=== DIRECTIONS ===
A. Duplicate the P-graph passage word for word, everything from "I had originally" down to "of length $6$.".
B. Go on with the P-graph passage, writing onward from its last sentence.

I had originally found three P-graphs but, as OP correctly pointed out, two of them were invalid and coincided with multiple partitions. This was due to an error in my reasoning.

With the help of a computer, I found the solution can be represented diagramatically as follows:

enter image description here

Together with the corresponding partition, the diagram appears as follows

enter image description here

Explanation of method

1. List all partitions of length $6$.
2. Compute the adjacency matrix of the p-graph associated to each partition.
3. Split the set of unique adjacency matrices into those which appear more than once, $S$, and those that appear exactly once, $T$
4. Partition the set, $T$, into equivalence classes where two matrices are equivalent if they have the same element sum.

=== MATERIAL PROVIDED ===
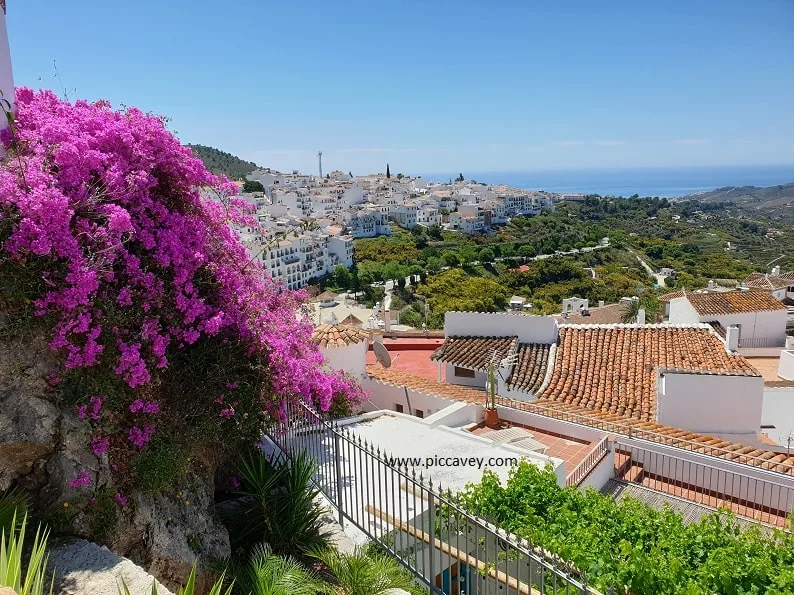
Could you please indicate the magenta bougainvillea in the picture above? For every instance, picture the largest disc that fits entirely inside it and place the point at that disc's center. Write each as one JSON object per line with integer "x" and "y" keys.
{"x": 141, "y": 259}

=== WRITTEN RESPONSES ===
A.
I had originally found three P-graphs but, as OP correctly pointed out, two of them were invalid and coincided with multiple partitions. This was due to an error in my reasoning.

With the help of a computer, I found the solution can be represented diagramatically as follows:

enter image description here

Together with the corresponding partition, the diagram appears as follows

enter image description here

Explanation of method

1. List all partitions of length $6$.

B.
5. For each equivalence class $\Gamma$:
    (i) For the first element, $m$, in the class, compute the list, $L$, of adjacency matrices related to that element by interchanging indices
    (ii) Find the list, $l$, of all matrices in $\Gamma$ which appear in $L$.
    (iii) If the length of $l$ is $1$ then $m$ is a candidate solution and we add it to a set $M$.
    (iv) Remove all elements of $l$ from $\Gamma$.
    (v) If $|\Gamma|> 0$, return to (i). If $|\Gamma|=0$, break.
6. For each element $m$ in $M$:
    (i) Recompute the list of adjacency matrices $L_m$ related to $m$ by interchanging indices.
    (ii) For each element of $L_m$, check if it is an element of $S$. If not for any element of $L_m$, then $m$ is a solution.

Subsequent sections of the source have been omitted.